→ **INSTRUCTION A**
Extract every line of the entries below that contains the word "clear", and treat case as significant.

→ **PASSAGE TO READ**

========

FARM workers across the country are living in abject poverty because of meagre salaries with thousands of them also struggling to get identity documents, it has emerged.

The farm workers said they were not being taken seriously by the government and their employers despite the Zimbabwe economy being agrarian-based.

Progressive Agriculture and Allied Industries Workers Union of Zimbabwe general-secretary Raymond Sixpence said the situation in farms was dire with farm workers getting a paltry $3 900 (US$30), while thousands of them do not have identity documents.

“Farmers are getting $3 900 per month which is very low and we are requesting at least US$100, at least that is something we can work with,” Sixpence said.

He said the official number of farm workers had since risen to over 60 000 since the coming in of the administration led by President Emmerson Mnangagwa in 2017.

“They were at least 30 000 farm workers before the new dispensation, but they have doubled to over 60 000 workers with a new drive in agriculture production,” he said.

“We have been advocating for the government and all stakeholders to assist the farm workers to get their identity documents since it is a basic human right.

“Without your identity document, you cannot fully function in society. You cannot open bank accounts or access even a SIM card to register for mobile money. That now becomes a challenge in terms of how to pay a farm worker under the circumstances.”

========

→ **RECORDED INFORMATION**
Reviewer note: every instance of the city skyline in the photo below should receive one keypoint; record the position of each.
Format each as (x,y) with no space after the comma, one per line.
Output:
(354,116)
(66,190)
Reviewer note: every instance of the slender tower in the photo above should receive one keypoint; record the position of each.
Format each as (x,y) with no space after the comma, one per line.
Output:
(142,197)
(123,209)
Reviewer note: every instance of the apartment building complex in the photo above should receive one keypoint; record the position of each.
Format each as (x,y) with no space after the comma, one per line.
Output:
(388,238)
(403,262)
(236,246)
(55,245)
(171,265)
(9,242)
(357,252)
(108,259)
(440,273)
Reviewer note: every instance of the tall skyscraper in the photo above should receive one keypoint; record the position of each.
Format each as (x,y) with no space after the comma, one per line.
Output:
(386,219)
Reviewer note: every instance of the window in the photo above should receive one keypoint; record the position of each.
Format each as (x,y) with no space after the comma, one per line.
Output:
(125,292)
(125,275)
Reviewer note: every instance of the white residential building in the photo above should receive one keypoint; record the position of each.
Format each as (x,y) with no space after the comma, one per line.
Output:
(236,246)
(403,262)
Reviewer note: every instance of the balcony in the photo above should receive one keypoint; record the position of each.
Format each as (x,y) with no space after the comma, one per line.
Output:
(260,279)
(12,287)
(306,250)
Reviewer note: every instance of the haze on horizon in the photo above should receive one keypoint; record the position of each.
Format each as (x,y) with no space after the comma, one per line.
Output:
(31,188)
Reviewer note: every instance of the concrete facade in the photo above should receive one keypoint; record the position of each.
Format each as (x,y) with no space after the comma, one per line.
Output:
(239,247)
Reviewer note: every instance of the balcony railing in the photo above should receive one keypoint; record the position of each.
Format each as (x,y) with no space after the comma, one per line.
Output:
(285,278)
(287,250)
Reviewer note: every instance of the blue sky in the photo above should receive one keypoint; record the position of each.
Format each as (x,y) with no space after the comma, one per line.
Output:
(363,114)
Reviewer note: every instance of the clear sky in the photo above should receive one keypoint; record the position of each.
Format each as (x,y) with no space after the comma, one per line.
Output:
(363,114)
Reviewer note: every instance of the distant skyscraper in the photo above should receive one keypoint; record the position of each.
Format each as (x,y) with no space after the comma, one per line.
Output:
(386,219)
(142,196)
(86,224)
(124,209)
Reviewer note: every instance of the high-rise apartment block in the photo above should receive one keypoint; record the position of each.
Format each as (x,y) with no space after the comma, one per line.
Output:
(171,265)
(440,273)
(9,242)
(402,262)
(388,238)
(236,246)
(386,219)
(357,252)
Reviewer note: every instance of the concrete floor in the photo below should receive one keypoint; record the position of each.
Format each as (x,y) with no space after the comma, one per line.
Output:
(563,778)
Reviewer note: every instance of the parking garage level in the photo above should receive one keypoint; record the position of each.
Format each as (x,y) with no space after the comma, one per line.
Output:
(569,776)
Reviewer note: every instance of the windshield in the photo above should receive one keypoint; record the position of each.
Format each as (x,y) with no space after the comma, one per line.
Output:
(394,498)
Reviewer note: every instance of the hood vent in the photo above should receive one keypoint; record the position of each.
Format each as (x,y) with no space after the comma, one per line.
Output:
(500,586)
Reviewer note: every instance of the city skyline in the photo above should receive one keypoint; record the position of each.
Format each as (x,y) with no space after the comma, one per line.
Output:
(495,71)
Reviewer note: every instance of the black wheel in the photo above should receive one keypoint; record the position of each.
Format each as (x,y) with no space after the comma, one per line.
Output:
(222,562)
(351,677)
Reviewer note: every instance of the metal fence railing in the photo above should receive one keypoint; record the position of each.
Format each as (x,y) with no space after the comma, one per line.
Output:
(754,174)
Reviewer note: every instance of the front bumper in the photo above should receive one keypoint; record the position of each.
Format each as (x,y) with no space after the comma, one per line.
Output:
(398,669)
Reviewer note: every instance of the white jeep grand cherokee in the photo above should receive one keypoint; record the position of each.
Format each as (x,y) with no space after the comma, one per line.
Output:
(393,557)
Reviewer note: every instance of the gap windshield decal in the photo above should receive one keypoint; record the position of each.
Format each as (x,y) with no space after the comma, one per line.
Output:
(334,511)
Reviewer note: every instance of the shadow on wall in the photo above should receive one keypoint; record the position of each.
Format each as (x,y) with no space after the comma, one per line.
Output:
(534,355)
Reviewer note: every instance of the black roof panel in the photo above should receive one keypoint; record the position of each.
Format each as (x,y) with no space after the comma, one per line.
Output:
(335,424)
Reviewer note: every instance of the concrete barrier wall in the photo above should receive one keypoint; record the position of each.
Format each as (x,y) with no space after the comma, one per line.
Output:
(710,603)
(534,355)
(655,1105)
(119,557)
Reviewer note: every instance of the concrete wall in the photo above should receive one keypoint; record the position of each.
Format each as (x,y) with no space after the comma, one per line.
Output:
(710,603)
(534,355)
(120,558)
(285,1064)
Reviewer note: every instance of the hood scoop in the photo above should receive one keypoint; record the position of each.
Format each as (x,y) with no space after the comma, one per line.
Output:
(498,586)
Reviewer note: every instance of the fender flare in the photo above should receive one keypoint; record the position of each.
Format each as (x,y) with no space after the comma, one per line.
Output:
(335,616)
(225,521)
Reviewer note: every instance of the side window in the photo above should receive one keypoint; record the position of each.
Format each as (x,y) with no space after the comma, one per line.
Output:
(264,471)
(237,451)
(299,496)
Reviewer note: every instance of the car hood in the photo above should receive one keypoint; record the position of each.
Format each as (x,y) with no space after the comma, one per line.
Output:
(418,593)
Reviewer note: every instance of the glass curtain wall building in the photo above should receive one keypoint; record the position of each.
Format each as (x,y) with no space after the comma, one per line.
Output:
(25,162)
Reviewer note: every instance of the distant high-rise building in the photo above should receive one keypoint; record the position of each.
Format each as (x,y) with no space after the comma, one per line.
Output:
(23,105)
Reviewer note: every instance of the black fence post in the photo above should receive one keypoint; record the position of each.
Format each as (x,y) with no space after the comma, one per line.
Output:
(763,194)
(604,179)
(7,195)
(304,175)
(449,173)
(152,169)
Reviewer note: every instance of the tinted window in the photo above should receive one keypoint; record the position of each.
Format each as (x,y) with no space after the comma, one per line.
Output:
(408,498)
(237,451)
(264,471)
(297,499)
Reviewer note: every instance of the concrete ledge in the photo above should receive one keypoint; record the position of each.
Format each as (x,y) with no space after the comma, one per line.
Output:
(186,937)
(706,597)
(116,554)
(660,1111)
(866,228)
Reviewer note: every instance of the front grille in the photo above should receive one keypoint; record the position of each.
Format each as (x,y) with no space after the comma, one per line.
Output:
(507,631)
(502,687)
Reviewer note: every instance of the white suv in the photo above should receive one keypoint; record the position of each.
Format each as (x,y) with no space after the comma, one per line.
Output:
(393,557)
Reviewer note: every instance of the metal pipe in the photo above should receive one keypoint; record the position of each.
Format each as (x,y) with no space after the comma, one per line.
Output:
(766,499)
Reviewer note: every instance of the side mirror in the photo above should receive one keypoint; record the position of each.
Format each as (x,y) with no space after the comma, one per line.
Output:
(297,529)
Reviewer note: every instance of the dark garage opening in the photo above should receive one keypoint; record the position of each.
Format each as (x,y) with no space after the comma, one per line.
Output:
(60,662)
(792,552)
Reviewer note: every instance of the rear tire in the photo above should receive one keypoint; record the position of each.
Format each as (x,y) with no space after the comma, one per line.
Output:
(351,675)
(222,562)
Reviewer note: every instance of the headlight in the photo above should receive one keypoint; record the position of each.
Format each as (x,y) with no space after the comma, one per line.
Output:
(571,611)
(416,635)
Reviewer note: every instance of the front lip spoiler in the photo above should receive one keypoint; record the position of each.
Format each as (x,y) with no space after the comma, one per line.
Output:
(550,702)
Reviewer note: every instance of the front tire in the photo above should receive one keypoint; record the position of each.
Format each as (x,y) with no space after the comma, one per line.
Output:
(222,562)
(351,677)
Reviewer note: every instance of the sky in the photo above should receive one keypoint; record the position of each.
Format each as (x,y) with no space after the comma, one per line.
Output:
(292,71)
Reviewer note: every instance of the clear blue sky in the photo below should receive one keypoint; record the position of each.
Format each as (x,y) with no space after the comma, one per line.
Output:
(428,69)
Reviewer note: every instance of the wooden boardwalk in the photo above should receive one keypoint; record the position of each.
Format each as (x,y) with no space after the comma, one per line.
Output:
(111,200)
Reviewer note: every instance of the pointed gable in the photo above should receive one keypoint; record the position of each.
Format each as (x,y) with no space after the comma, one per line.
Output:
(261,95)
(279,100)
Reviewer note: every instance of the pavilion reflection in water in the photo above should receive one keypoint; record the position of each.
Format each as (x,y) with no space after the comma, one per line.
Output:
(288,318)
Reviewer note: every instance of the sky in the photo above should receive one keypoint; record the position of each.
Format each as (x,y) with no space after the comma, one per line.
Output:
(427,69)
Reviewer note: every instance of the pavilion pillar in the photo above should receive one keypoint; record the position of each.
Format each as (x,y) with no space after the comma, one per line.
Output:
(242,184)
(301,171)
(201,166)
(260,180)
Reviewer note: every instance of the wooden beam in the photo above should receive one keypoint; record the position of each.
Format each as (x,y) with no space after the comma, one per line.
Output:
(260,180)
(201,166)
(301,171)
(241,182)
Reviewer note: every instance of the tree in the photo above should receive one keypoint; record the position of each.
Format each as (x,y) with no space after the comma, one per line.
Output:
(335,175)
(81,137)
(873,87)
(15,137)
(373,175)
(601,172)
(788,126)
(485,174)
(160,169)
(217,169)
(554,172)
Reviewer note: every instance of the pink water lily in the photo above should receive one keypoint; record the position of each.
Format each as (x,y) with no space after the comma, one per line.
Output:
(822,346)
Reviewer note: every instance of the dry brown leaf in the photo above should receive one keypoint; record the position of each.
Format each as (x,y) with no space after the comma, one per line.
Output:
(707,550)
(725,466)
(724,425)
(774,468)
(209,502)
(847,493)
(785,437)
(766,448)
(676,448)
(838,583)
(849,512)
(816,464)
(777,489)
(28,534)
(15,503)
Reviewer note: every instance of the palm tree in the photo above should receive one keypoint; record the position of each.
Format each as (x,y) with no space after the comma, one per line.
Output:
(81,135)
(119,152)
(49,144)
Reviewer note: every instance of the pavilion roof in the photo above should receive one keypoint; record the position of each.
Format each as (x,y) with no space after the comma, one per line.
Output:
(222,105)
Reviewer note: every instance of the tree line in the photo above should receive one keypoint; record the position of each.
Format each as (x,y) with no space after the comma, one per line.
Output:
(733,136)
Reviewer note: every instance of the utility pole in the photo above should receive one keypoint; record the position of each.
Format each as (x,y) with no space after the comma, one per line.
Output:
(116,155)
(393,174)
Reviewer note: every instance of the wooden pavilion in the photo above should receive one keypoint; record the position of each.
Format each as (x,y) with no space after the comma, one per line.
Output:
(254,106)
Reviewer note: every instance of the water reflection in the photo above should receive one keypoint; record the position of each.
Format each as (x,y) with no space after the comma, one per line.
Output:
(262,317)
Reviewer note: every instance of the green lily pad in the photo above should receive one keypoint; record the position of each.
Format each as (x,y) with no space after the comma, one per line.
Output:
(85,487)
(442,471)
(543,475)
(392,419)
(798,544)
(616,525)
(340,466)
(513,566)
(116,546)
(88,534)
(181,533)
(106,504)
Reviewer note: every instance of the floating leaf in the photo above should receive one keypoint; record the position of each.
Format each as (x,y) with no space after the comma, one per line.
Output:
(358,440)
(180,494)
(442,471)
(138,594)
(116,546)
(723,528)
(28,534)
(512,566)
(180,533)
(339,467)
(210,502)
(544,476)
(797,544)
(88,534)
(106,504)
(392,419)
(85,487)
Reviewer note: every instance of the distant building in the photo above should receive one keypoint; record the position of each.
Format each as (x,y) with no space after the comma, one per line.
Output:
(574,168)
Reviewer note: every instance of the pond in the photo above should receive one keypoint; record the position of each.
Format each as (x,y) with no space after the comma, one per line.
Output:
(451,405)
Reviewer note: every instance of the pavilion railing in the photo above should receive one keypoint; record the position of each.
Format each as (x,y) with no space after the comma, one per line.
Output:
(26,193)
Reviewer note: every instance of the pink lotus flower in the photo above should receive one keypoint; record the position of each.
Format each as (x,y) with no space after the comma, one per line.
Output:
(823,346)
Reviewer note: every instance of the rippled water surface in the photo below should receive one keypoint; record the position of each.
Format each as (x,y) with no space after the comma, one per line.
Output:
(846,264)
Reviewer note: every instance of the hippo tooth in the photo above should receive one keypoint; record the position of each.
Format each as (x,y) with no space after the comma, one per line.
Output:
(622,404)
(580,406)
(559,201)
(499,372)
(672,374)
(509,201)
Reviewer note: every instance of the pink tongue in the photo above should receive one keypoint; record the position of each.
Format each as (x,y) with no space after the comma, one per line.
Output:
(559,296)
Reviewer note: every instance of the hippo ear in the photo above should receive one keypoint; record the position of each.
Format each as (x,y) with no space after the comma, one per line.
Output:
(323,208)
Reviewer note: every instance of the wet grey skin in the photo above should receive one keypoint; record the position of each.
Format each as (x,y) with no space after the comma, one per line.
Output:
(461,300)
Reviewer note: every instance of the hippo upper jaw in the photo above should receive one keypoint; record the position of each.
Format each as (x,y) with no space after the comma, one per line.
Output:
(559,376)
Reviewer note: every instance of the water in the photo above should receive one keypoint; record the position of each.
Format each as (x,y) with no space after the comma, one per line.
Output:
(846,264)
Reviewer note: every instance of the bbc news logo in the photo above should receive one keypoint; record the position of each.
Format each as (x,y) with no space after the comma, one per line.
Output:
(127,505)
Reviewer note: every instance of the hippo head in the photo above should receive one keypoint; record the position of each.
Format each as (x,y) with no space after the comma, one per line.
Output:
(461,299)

========

→ **INSTRUCTION B**
Proceed with the article on Zimbabwe's farm workers above, writing on from its last sentence.

→ **FINAL RESULT A**
Reviewer note: every instance of the clear sky in the photo above should receive one keypoint; record the position of each.
Reviewer note: every instance of the clear blue sky in the photo below should receive one keypoint; record the position of each.

→ **FINAL RESULT B**
“In some cases, many workers are using one account to receive their salaries which inconveniences them after working for a whole month.”

“We are pleading with the government to assist farm workers to get their identity documents.”

On issues of child labour, Sixpence said officially, such cases were limited in Zimbabwe because of strict labour laws.

“We have a lot of improvement in terms of child labour in commercial farming due to the new requirements for someone to be employed, but still, the agriculture industry still remains the biggest industry which uses child labour because there is demand for cheap labour, which does not require any academic experience,” he said.

“The horticultural industry is on the rise in the country. I have seen a lot children picking berries, peas and other horticulture produce. However, some justify that many children living under poverty can manage to pay their fees through working, and hence they are actually grateful.”